***** SUPPLIED RECORDS *****

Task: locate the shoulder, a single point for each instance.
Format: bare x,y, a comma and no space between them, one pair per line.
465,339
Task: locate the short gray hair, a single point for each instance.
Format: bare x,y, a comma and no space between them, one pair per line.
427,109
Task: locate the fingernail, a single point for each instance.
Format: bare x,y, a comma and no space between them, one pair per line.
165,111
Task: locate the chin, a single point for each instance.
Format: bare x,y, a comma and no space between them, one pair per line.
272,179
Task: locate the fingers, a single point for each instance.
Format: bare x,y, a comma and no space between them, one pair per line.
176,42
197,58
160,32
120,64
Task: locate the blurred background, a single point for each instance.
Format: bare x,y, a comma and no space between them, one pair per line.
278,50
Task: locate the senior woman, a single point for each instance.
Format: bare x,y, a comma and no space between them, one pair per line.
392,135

*****
***** SUPPLIED RECORDS *****

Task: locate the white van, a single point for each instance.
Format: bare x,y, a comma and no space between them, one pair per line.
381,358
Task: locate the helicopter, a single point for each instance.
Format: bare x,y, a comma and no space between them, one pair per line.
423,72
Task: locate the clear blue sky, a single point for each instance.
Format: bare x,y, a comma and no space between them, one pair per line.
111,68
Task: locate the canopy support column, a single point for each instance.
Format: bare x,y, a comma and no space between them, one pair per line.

*****
***** SUPPLIED RECORDS *****

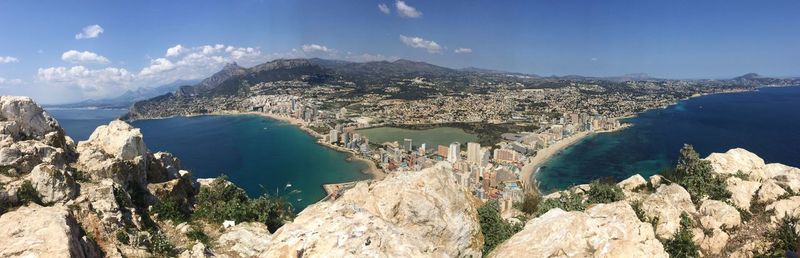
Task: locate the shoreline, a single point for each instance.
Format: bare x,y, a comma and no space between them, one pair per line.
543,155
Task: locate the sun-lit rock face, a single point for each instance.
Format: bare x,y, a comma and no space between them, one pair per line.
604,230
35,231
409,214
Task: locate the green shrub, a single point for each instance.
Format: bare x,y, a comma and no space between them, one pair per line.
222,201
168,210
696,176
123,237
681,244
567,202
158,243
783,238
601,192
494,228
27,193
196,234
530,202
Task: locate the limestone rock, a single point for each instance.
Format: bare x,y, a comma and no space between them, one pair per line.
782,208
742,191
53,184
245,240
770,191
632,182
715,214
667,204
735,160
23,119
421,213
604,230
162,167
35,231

*****

WORK INSTRUCTIONS – Every line above that holds the string "rock" should be copied into the answer.

EXERCISE RESULT –
Task: locate the sun-lit rock face, a single point for each instance.
Task: locate the limestone rock, a single point for each instance.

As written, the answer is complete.